Could you copy all of the material below word for word, line by line, leaving out the picture?

>> START Input for this task

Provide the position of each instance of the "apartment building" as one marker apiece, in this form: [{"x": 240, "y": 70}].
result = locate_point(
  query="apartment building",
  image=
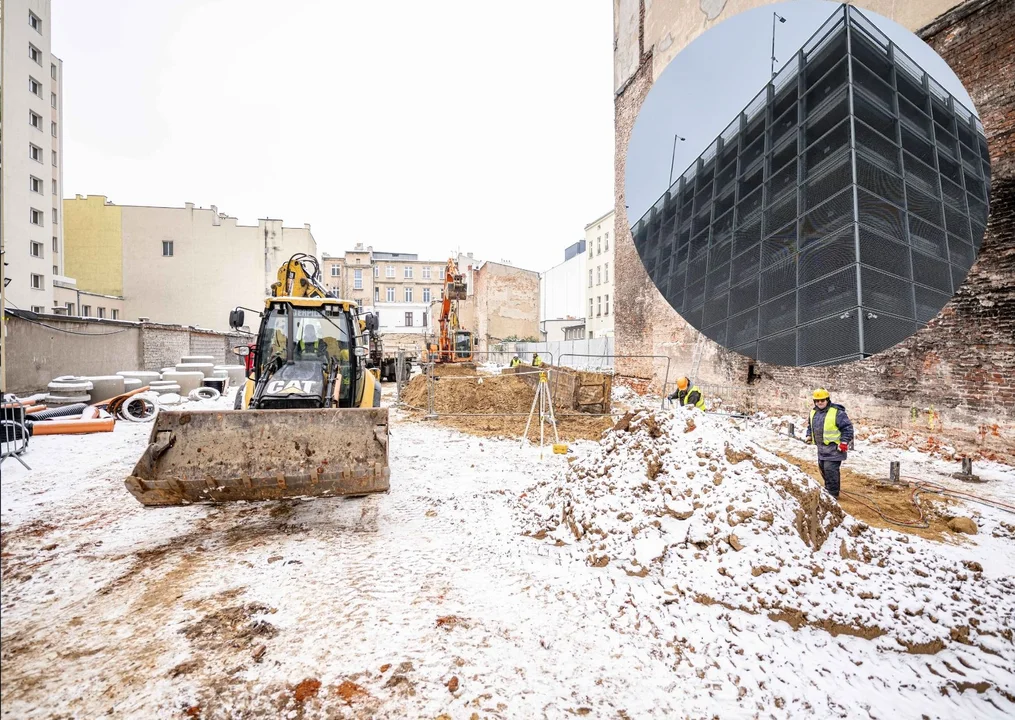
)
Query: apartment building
[
  {"x": 600, "y": 244},
  {"x": 180, "y": 265},
  {"x": 31, "y": 157}
]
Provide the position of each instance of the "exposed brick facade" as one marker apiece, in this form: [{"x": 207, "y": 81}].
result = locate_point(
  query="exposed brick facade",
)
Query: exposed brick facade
[{"x": 955, "y": 377}]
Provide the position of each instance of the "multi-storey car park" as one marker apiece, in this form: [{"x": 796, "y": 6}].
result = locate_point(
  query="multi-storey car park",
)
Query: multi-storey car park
[{"x": 834, "y": 216}]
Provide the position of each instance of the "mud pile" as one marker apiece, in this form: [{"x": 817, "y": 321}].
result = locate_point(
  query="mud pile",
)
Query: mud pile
[{"x": 687, "y": 501}]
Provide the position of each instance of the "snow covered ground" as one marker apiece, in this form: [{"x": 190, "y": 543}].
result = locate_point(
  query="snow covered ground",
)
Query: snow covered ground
[{"x": 465, "y": 591}]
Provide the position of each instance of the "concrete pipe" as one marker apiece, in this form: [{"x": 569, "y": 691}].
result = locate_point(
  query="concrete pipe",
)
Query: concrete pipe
[
  {"x": 204, "y": 368},
  {"x": 145, "y": 376},
  {"x": 106, "y": 386},
  {"x": 186, "y": 380},
  {"x": 235, "y": 373}
]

>> END Input for this task

## [Answer]
Provide the position of each instance of the "apartment building" as one marker apiece, in this form: [{"x": 240, "y": 70}].
result = locate_point(
  query="apartment building",
  image=
)
Query: apartment building
[
  {"x": 600, "y": 244},
  {"x": 180, "y": 265},
  {"x": 31, "y": 157}
]
Provide the position of each instance of the "exposed brick facade" as one marker apiece, in this form: [{"x": 207, "y": 81}].
result = locate_point(
  query="exposed brick facade",
)
Query: exposed brick facade
[{"x": 955, "y": 377}]
Provide the position of each instance of the "multi-storey car park" as one marker apiece, in this form: [{"x": 796, "y": 6}].
result = locate_point(
  query="multi-storey car park",
)
Query: multi-storey car park
[{"x": 834, "y": 216}]
Provide the position of each instance of the "mud pile" as one marker apiece, in this form: [{"x": 817, "y": 321}].
result = locate_point(
  query="mud pile",
)
Query: mud pile
[{"x": 687, "y": 501}]
Provide the position of each instance of the "snow covered ground" as one marker apiece, in this form: [{"x": 190, "y": 543}].
result = locate_point(
  query="snow covered ground",
)
Query: snow covered ground
[{"x": 465, "y": 591}]
Provide the position of each instance of the "concrete pipe" as one marker apiece, in this form: [{"x": 569, "y": 691}].
result = locate_point(
  query="concrete pipe",
)
Query: concrete pipe
[
  {"x": 204, "y": 368},
  {"x": 145, "y": 376},
  {"x": 106, "y": 386},
  {"x": 186, "y": 380},
  {"x": 235, "y": 373}
]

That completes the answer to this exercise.